***** Source data

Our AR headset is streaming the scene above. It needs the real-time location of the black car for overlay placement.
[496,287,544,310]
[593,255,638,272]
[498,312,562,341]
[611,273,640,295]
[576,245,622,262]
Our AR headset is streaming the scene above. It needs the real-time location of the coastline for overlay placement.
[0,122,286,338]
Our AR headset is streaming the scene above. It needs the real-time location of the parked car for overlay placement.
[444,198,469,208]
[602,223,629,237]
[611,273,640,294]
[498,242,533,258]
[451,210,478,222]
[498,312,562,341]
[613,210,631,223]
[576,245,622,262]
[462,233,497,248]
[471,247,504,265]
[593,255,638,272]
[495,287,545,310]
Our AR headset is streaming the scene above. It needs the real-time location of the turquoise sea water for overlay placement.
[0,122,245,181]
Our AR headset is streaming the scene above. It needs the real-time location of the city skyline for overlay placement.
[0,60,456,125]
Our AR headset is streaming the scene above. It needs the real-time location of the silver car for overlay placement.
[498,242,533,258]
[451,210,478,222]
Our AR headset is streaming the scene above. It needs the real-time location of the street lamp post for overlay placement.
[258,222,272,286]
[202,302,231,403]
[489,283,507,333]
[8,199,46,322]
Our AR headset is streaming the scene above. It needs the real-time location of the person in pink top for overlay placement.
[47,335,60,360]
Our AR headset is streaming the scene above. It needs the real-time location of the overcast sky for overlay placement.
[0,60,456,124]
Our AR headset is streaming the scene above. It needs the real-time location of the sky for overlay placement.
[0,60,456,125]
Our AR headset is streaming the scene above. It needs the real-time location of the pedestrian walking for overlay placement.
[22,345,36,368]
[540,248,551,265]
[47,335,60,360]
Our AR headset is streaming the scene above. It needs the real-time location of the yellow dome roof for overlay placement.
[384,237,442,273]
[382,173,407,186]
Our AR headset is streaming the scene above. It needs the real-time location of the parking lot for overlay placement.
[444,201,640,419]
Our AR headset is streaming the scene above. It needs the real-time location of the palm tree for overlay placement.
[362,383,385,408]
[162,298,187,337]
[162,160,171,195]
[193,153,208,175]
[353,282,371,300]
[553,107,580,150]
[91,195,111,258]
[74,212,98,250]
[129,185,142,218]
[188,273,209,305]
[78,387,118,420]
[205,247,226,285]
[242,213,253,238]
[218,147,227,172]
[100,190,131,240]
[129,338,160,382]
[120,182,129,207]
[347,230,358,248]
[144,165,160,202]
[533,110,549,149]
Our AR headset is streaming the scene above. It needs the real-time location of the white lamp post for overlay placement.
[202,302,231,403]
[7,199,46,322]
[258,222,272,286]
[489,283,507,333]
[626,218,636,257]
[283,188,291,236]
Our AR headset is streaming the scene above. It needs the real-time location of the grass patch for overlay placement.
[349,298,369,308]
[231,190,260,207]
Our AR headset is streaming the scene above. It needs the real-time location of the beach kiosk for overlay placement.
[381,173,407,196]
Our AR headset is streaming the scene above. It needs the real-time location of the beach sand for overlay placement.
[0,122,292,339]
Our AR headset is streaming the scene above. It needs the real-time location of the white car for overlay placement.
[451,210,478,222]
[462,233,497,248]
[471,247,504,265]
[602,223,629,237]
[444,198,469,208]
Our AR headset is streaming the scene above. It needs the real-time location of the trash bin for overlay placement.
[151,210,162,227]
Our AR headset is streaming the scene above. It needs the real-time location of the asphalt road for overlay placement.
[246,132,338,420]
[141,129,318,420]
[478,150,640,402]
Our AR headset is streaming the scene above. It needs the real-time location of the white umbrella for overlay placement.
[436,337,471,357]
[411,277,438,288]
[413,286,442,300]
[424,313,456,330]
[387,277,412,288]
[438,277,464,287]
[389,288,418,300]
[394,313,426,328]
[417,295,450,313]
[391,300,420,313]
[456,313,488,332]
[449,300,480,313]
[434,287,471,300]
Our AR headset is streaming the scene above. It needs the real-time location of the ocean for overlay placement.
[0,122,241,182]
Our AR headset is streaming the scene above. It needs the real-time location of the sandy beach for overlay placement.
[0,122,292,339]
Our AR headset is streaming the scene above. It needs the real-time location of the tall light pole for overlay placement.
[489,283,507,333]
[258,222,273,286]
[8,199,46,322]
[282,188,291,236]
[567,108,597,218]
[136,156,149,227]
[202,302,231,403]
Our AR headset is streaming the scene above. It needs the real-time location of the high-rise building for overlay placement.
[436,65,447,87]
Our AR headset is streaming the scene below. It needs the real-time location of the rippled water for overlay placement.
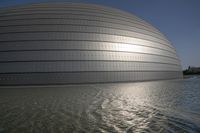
[0,77,200,133]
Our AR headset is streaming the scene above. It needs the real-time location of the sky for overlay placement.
[0,0,200,69]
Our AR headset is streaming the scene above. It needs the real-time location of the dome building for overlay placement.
[0,3,182,85]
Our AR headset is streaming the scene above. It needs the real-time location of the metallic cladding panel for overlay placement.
[0,3,182,85]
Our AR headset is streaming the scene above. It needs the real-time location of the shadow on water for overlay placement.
[0,77,200,133]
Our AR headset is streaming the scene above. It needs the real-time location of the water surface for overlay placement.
[0,77,200,133]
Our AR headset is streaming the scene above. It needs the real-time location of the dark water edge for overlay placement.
[0,76,200,133]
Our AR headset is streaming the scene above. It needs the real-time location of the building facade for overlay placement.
[0,3,182,85]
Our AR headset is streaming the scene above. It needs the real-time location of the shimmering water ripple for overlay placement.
[0,77,200,133]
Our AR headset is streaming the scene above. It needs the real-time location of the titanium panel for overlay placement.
[0,3,182,85]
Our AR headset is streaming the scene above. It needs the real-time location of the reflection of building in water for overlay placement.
[0,3,182,85]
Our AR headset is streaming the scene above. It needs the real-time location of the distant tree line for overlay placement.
[183,66,200,75]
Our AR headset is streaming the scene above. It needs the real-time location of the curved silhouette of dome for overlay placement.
[0,3,182,85]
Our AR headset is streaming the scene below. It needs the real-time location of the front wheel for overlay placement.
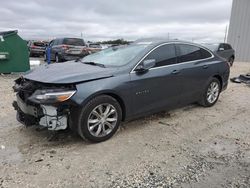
[200,78,221,107]
[55,54,60,63]
[78,95,122,142]
[228,56,234,67]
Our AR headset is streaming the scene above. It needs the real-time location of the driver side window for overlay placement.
[144,44,177,67]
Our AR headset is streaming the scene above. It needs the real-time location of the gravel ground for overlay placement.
[0,63,250,188]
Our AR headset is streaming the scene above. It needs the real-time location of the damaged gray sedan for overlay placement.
[13,40,229,142]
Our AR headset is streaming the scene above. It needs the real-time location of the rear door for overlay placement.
[176,44,213,104]
[131,44,180,114]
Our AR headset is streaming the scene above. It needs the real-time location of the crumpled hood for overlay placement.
[23,61,114,84]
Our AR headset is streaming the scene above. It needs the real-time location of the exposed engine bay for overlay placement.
[13,77,75,130]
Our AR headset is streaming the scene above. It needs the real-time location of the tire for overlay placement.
[29,51,34,57]
[55,54,60,63]
[78,95,122,142]
[43,53,47,62]
[228,56,234,67]
[199,77,221,107]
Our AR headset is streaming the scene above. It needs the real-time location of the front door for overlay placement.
[130,44,181,115]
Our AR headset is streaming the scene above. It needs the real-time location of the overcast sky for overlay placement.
[0,0,232,42]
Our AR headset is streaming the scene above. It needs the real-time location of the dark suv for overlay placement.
[203,43,235,66]
[28,41,46,57]
[45,38,89,63]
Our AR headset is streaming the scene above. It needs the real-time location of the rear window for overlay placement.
[89,44,102,48]
[33,42,45,47]
[63,38,84,46]
[178,44,212,62]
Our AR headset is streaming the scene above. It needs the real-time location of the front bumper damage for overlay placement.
[13,79,73,130]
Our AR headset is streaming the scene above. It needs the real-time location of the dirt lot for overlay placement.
[0,63,250,188]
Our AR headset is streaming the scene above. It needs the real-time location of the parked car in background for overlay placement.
[203,43,235,66]
[88,43,102,53]
[45,38,89,63]
[13,40,230,142]
[27,41,46,57]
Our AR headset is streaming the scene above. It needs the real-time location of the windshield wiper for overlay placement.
[81,61,105,68]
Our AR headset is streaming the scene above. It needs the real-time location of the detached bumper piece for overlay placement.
[13,99,68,130]
[231,73,250,85]
[13,78,69,130]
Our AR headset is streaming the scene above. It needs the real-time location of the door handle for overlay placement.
[203,65,208,69]
[172,70,180,74]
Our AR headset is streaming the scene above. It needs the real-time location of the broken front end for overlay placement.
[13,77,76,130]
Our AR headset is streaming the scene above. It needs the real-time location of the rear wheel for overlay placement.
[200,78,221,107]
[78,95,122,142]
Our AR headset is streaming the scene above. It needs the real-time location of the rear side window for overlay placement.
[34,42,45,47]
[224,44,232,50]
[63,38,84,46]
[177,44,212,62]
[145,44,177,67]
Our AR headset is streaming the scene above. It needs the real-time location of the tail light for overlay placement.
[62,45,69,50]
[226,61,231,68]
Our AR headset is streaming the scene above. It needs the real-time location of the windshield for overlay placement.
[202,44,219,51]
[63,38,84,46]
[82,44,148,67]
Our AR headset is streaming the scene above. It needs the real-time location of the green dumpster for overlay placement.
[0,31,30,73]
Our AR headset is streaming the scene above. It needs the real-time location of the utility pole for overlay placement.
[224,25,227,43]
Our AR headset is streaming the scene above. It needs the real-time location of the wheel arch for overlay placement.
[82,90,127,121]
[213,74,223,89]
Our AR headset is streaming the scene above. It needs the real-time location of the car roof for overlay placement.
[134,38,206,47]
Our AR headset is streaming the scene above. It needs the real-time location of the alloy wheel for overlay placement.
[207,82,220,104]
[87,103,118,137]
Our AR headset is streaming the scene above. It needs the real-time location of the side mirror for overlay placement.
[135,59,156,72]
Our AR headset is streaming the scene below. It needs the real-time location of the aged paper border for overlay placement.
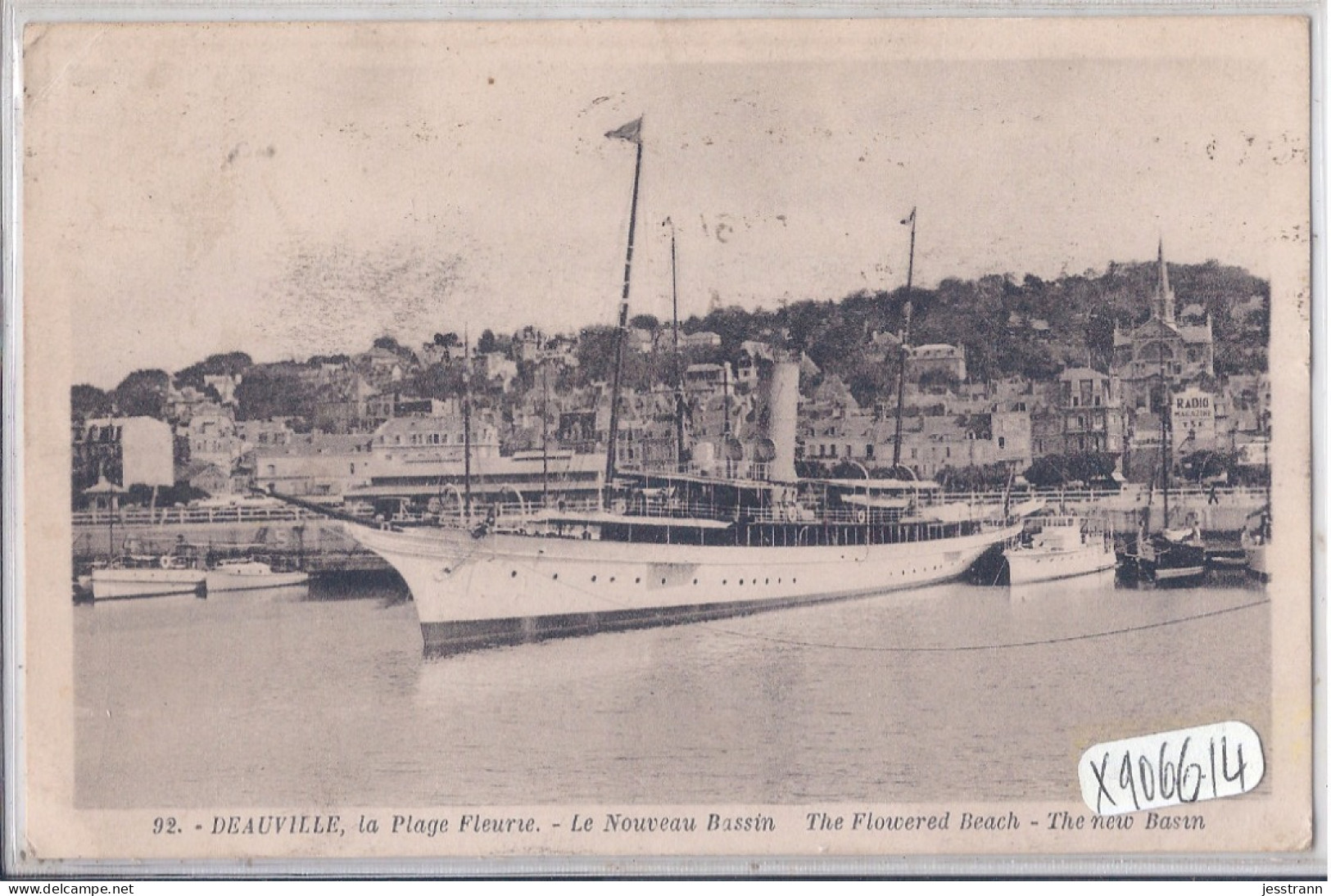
[6,7,1312,868]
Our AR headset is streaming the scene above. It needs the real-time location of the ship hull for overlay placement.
[349,516,1020,654]
[92,568,208,600]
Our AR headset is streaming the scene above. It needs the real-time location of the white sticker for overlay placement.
[1077,722,1265,815]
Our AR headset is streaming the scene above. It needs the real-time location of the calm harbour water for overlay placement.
[75,577,1279,808]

**********

■ Exercise instructions:
Write out the items again, beginning at the line that contains "beach for overlay placement." and stopping after the line that contains "[436,65,447,87]", and swap "sandy beach" for "sandy shoreline" while leaving everything else unchanged.

■ Written answer:
Our AR headset is streaming the scene above. It needs the real-time location of the sandy shoreline for overlay placement.
[0,122,292,339]
Our AR headset is streaming the scene above. It needs the real-time location of the tall light pole for overlay placement.
[489,283,507,333]
[258,222,273,286]
[8,199,46,322]
[282,188,291,236]
[567,108,597,218]
[136,156,149,227]
[202,302,231,403]
Our AR headset is streaming the scene above. It needs the real-time location of the high-rise building for overlay placement.
[436,65,447,87]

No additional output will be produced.